EXERCISE
Down to the last line, output the records below exactly.

DATA LISTING
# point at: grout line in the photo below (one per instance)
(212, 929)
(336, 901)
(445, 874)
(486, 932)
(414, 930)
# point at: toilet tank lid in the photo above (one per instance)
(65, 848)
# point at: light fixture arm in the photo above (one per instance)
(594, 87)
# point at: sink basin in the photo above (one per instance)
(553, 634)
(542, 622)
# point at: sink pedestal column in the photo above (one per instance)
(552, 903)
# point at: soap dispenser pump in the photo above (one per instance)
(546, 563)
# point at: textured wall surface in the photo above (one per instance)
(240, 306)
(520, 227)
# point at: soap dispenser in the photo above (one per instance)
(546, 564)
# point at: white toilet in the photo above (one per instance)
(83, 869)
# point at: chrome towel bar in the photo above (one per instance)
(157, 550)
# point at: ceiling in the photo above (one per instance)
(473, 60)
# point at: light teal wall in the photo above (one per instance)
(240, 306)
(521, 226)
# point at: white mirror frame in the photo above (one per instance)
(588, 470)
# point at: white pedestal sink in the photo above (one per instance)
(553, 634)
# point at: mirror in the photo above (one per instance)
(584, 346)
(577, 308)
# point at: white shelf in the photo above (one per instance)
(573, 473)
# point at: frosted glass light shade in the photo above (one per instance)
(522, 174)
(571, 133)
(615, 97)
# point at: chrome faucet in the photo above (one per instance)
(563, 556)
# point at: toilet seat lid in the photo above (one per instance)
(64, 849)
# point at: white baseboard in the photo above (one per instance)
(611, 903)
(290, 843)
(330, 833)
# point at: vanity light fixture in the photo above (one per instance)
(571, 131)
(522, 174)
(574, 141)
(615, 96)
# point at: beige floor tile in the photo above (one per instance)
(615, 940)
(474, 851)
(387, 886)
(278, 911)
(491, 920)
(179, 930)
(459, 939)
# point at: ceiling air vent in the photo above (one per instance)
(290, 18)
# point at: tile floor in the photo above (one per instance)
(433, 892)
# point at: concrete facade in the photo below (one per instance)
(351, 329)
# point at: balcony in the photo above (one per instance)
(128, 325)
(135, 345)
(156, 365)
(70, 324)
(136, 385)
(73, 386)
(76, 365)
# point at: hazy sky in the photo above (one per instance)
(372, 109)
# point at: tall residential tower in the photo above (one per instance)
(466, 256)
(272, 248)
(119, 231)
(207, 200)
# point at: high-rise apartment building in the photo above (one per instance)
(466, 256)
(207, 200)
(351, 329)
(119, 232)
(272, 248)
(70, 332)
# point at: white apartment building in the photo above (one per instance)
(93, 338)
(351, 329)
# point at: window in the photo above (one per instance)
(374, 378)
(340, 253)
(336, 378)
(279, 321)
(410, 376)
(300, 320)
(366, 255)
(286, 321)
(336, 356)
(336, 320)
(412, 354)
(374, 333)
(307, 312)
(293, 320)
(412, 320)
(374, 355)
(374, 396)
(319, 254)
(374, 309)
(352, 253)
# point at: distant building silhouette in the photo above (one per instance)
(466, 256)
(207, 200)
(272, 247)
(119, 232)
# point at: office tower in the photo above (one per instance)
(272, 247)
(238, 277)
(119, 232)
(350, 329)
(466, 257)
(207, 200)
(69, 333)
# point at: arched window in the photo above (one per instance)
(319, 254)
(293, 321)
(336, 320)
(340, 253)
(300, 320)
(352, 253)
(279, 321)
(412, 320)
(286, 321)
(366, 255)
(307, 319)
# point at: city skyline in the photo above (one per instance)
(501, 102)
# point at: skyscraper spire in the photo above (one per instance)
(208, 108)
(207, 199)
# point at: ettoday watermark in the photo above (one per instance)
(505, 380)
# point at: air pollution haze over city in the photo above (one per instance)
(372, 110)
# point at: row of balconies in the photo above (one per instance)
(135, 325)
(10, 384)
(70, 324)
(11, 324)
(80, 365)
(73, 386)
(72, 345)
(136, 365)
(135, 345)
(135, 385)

RESPONSE FOR THIS EXERCISE
# point at: grout line in the photo below (one per instance)
(212, 929)
(336, 901)
(445, 874)
(486, 932)
(414, 930)
# point at: toilet tank lid in the photo above (one per instance)
(65, 848)
# point at: light fixture arm in the photo above (one per instance)
(594, 87)
# point at: sink basin in the photo above (one per instance)
(553, 634)
(542, 622)
# point at: sink pedestal column in the photo above (one per instance)
(552, 903)
# point at: soap dispenser pump in the photo above (one per instance)
(546, 563)
# point at: textured wall surface in the photo above (one per instance)
(240, 306)
(520, 227)
# point at: soap dispenser in the photo above (one per instance)
(546, 564)
# point at: white toilet in the photo above (one per instance)
(83, 869)
# point at: chrome towel bar in the photo above (one per instance)
(157, 550)
# point at: ceiling in the photo above (one per instance)
(473, 60)
# point at: light teal wall in the photo above (one per instance)
(240, 306)
(521, 226)
# point at: white mirror frame in the photo above (one per instance)
(588, 470)
# point at: white pedestal sink in the photo above (one per instance)
(553, 634)
# point at: mirror in the photo above (one per instance)
(584, 346)
(577, 308)
# point at: white shelf in the photo above (one per instance)
(573, 473)
# point at: frosted glass light shade in the photo above (one per instance)
(522, 174)
(571, 133)
(615, 97)
# point at: chrome faucet in the photo above (one per instance)
(563, 556)
# point at: toilet seat lid in the photo above (one per instance)
(64, 849)
# point at: white baseboard in the photo above (one per instance)
(611, 903)
(290, 843)
(330, 833)
# point at: vanity light fixture in the photo above (one per instance)
(571, 131)
(522, 174)
(574, 141)
(615, 96)
# point at: beige floor tile in the photo above (one per instance)
(615, 940)
(474, 851)
(387, 886)
(278, 911)
(491, 920)
(179, 930)
(459, 939)
# point at: ceiling air vent in the photo above (one per instance)
(290, 18)
# point at: tile floor in the photo above (one per instance)
(433, 892)
# point at: concrete facade in the photo below (one per instance)
(351, 329)
# point at: balcony in the photo above (one per instance)
(128, 325)
(135, 345)
(156, 365)
(70, 324)
(136, 385)
(73, 386)
(76, 365)
# point at: hazy sky in the photo above (one per instance)
(372, 109)
# point at: tall residential tower in the photo above (one per instance)
(466, 256)
(272, 248)
(119, 231)
(207, 200)
# point at: high-rise apartment building in the photo above (one per instance)
(466, 256)
(207, 200)
(351, 329)
(119, 232)
(272, 248)
(70, 332)
# point at: white apartment building in the photo above (one per instance)
(93, 338)
(351, 329)
# point at: window in the photo above (one per instance)
(374, 378)
(340, 253)
(336, 378)
(279, 321)
(410, 376)
(300, 320)
(366, 255)
(286, 321)
(336, 356)
(336, 320)
(412, 354)
(374, 333)
(307, 312)
(293, 320)
(412, 320)
(374, 355)
(374, 396)
(319, 254)
(374, 309)
(352, 253)
# point at: distant building silhouette in the photo above (one per instance)
(466, 256)
(207, 200)
(272, 247)
(119, 232)
# point at: office tower in the photo above (one per instance)
(272, 247)
(238, 277)
(119, 232)
(350, 329)
(466, 257)
(207, 200)
(69, 333)
# point at: arched window in the photo above (one per instance)
(319, 254)
(293, 321)
(336, 320)
(340, 253)
(300, 320)
(352, 253)
(279, 321)
(412, 320)
(286, 321)
(366, 255)
(307, 319)
# point at: city skyline in the photo above (one per instance)
(501, 102)
# point at: skyscraper spire in the photo above (one per instance)
(208, 108)
(207, 199)
# point at: ettoday watermark in the photo above (one per instance)
(505, 380)
# point at: air pollution haze over city in the photo above (one per instance)
(372, 110)
# point at: row of balconies in the photo above (one per instance)
(135, 325)
(10, 384)
(70, 324)
(11, 324)
(80, 365)
(73, 386)
(72, 345)
(136, 365)
(135, 345)
(135, 385)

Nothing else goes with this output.